WHAT IS BEING ASKED
Pick out every line in the entries below that contains the word "blurred", and copy each one. Match case exactly.

DATA PROVIDED
--- Start ---
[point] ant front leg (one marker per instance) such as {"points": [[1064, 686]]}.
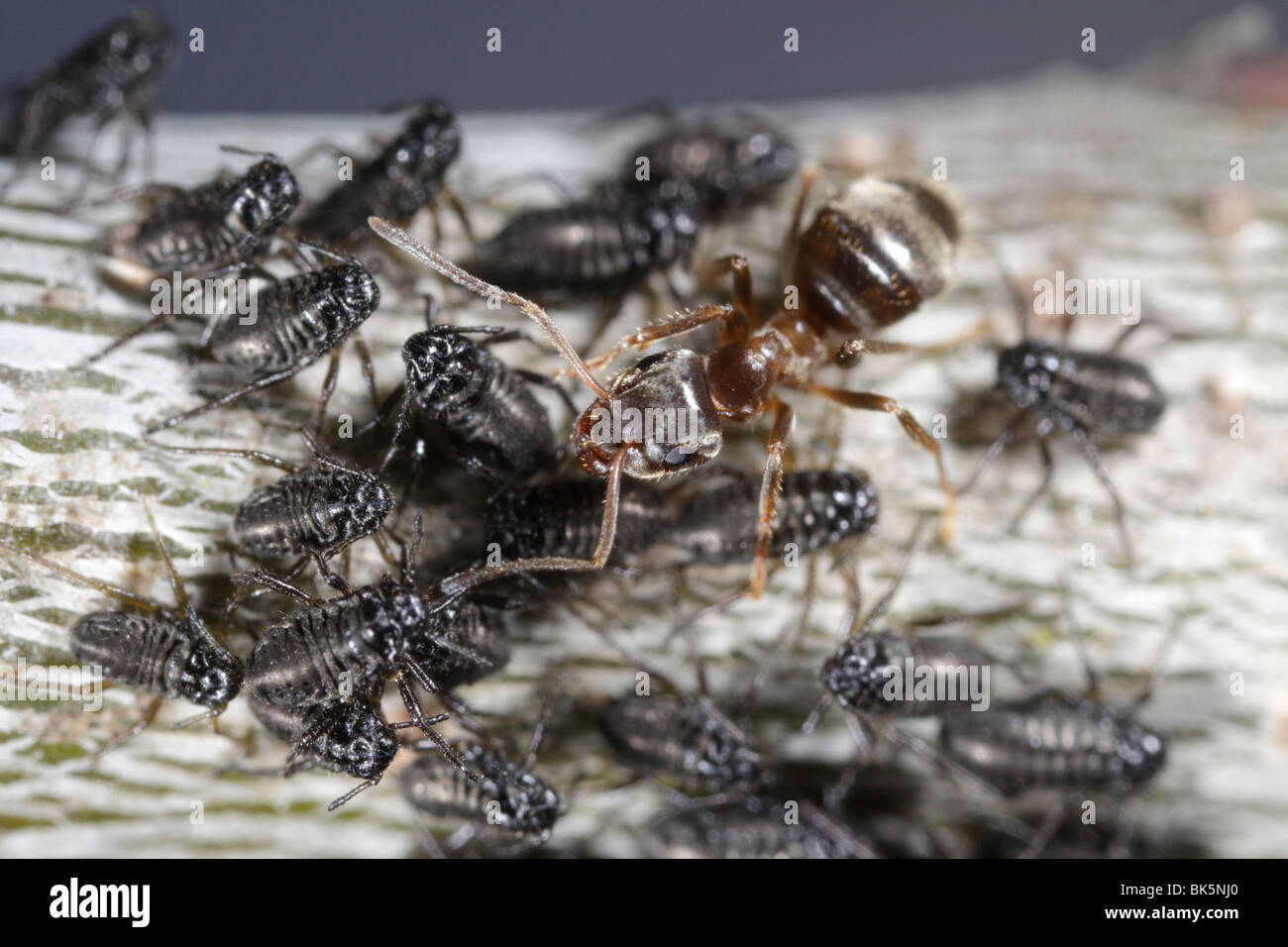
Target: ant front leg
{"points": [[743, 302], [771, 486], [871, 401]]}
--- End ---
--- Start ---
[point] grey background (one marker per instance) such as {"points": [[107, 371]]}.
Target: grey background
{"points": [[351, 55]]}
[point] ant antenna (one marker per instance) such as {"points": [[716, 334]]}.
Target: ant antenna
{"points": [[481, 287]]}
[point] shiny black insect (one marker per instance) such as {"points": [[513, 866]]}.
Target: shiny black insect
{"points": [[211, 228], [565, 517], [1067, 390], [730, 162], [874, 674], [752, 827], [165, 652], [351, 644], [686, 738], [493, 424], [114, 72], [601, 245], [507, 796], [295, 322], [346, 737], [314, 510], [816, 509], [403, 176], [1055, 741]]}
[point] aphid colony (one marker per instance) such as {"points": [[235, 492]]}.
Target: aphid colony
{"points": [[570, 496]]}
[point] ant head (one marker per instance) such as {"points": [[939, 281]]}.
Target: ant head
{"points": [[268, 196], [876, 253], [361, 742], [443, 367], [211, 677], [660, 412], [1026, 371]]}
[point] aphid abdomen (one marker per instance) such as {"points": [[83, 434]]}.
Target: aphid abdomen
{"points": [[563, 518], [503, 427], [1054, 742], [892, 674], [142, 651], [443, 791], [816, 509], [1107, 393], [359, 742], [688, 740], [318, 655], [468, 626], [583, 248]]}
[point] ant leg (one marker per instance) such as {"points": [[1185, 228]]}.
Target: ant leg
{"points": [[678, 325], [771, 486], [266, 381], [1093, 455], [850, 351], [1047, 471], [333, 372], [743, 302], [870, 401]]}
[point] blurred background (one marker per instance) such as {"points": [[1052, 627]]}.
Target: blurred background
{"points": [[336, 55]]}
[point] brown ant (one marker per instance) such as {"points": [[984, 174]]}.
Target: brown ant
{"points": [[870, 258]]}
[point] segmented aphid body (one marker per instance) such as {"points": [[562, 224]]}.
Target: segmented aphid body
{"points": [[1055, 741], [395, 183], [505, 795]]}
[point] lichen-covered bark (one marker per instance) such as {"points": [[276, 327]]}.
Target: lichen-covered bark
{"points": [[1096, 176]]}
--- End ---
--- Start ---
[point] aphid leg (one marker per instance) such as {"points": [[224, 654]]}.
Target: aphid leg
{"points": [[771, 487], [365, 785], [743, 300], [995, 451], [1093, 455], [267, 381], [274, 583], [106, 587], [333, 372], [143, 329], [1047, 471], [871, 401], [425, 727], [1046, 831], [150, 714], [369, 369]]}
--- End ---
TASK RESULT
[point] blurred background (one marker per instance) such as {"points": [[1052, 627]]}.
Target: blurred background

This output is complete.